Problem description: Copy the article about the North Korean band from "There is a lesson" up to and including "reported are true.", swapping "political prison camps" for "detention camps".

Extract provided:

The multi-talented, typically 12-piece played electric violins, cellos, saxophones, synthesisers, drums and keyboards, as well as singing. But while their highly choreographed routines are glossy, their more recent performances have toned down the Western influences - perhaps significantly, perhaps not.

The positive press wasn't limited to Pyongyang, with even Western newspapers praising them as "North Korean leader Kim Jong-un's favourite guitar-slinging, miniskirt-sporting girl group. And these ladies know how to shimmy".

The UK's Daily Telegraph, external said the band were "not what you'd expect from an unfashionably totalitarian regime where grey is the new grey", though the reviewer added: "It could just about pass as a Eurovision entry from Azerbaijan."

Nasty things

What isn't known is the line-up of the band at Monday's performance. There is a focus on the band's leader, the violinist Sonu Hyang-hui. Was she back at the front or still absent?

As Adam Cathcart of the University of Leeds put it before the band's reappearance, "Sonu, a highly accomplished violinist, had previously been lauded as the closest thing North Korea had to an instrumental pop star. Her disappearance indicates yet more churn."

But perhaps presciently, he added that "while intelligence sources in Seoul have made it a habit (frequently inaccurately) to state that North Korean 'orchestral musicians' have faced execution squads, no-one has so far asserted that Ms Sonu, a regime favourite and public symbol, has faced the same fate".

There is a lesson to all this: don't over-speculate on what goes on inside North Korea. Lots of nasty things happen in North Korea, particularly in its political prison camps. But not all the horrible things reported are true.

Labeled area outline items:
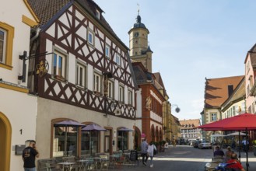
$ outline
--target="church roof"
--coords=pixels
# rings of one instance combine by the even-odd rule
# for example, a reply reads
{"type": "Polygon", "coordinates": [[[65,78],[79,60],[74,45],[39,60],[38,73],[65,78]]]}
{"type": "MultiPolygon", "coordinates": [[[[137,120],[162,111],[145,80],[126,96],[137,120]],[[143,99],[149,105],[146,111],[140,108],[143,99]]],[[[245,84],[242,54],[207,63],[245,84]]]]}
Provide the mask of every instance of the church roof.
{"type": "Polygon", "coordinates": [[[205,89],[205,107],[219,107],[229,97],[228,86],[232,85],[233,89],[236,89],[243,78],[244,75],[206,79],[205,89]]]}
{"type": "Polygon", "coordinates": [[[179,121],[184,128],[193,128],[201,125],[199,119],[181,120],[179,121]]]}

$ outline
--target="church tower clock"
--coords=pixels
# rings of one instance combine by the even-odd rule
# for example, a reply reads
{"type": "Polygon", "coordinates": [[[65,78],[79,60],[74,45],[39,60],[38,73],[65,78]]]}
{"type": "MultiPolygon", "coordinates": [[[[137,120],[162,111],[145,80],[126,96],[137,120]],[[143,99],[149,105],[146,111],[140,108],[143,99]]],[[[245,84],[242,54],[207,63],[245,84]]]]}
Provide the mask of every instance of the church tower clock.
{"type": "Polygon", "coordinates": [[[135,61],[142,62],[148,72],[152,72],[153,51],[148,44],[149,33],[149,30],[142,23],[138,10],[136,23],[128,32],[130,57],[135,61]]]}

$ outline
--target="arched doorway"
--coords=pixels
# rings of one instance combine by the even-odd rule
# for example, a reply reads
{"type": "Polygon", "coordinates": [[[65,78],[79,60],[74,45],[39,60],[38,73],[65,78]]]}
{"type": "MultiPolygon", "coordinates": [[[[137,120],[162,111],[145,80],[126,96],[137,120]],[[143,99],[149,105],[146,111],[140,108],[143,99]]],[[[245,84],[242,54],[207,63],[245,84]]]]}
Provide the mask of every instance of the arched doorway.
{"type": "Polygon", "coordinates": [[[142,134],[139,131],[139,127],[135,127],[135,139],[134,139],[134,148],[136,150],[138,149],[138,147],[140,147],[141,144],[141,138],[142,138],[142,134]]]}
{"type": "Polygon", "coordinates": [[[0,160],[0,170],[10,170],[12,127],[8,118],[0,112],[0,152],[5,156],[0,160]]]}
{"type": "Polygon", "coordinates": [[[158,126],[156,126],[156,141],[160,141],[160,138],[159,138],[159,131],[158,131],[158,126]]]}
{"type": "Polygon", "coordinates": [[[151,125],[151,141],[155,141],[155,127],[154,125],[151,125]]]}
{"type": "Polygon", "coordinates": [[[160,140],[163,140],[163,132],[162,132],[162,128],[160,127],[160,140]]]}

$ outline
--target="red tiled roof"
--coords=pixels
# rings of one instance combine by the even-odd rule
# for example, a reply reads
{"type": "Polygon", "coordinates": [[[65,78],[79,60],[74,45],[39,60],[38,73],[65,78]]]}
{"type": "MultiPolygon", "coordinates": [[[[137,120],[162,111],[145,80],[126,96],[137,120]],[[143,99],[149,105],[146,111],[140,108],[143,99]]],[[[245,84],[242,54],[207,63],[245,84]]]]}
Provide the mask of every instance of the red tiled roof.
{"type": "Polygon", "coordinates": [[[199,119],[190,119],[190,120],[180,120],[181,125],[184,126],[184,125],[191,125],[191,127],[198,127],[200,126],[200,120],[199,119]],[[193,125],[193,126],[192,126],[193,125]]]}
{"type": "Polygon", "coordinates": [[[244,75],[206,79],[205,107],[219,107],[229,97],[228,86],[233,85],[235,89],[243,78],[244,75]]]}

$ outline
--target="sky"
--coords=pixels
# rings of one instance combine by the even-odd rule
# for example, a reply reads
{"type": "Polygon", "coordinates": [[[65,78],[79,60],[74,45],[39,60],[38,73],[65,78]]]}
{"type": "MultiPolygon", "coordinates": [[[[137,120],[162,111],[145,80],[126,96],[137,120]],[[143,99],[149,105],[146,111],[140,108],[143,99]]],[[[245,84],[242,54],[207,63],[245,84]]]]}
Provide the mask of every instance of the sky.
{"type": "Polygon", "coordinates": [[[256,43],[254,0],[94,1],[127,47],[139,8],[149,30],[153,72],[160,72],[180,120],[201,119],[205,78],[244,75],[245,57],[256,43]]]}

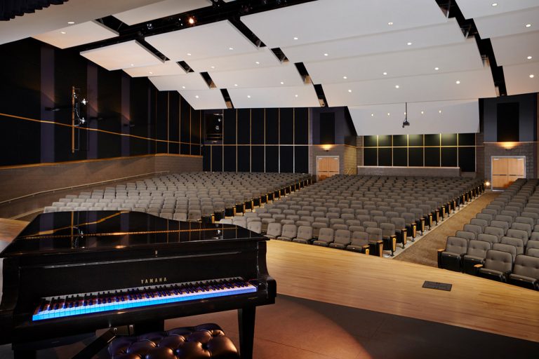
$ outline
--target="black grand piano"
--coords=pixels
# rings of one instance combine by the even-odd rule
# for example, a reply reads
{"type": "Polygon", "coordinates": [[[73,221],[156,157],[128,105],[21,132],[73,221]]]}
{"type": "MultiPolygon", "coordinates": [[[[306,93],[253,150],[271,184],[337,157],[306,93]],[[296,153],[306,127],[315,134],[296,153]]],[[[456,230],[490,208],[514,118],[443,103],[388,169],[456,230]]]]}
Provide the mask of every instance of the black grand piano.
{"type": "Polygon", "coordinates": [[[0,344],[29,353],[34,341],[237,309],[240,353],[251,358],[255,307],[277,294],[266,240],[138,212],[41,215],[0,255],[0,344]]]}

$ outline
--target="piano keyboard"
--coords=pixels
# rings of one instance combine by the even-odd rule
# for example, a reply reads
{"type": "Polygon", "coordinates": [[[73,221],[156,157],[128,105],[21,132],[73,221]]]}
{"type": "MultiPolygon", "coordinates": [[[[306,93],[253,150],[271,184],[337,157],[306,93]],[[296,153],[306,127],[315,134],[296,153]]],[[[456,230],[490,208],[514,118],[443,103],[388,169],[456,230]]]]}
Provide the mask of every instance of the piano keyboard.
{"type": "Polygon", "coordinates": [[[253,292],[256,292],[256,287],[243,278],[234,278],[51,297],[41,299],[32,320],[120,311],[253,292]]]}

Result of this task:
There is a lesson to all this: don't over-speculate on what goes on inside North Korea. Lots of nasty things happen in North Korea, particularly in its detention camps. But not all the horrible things reported are true.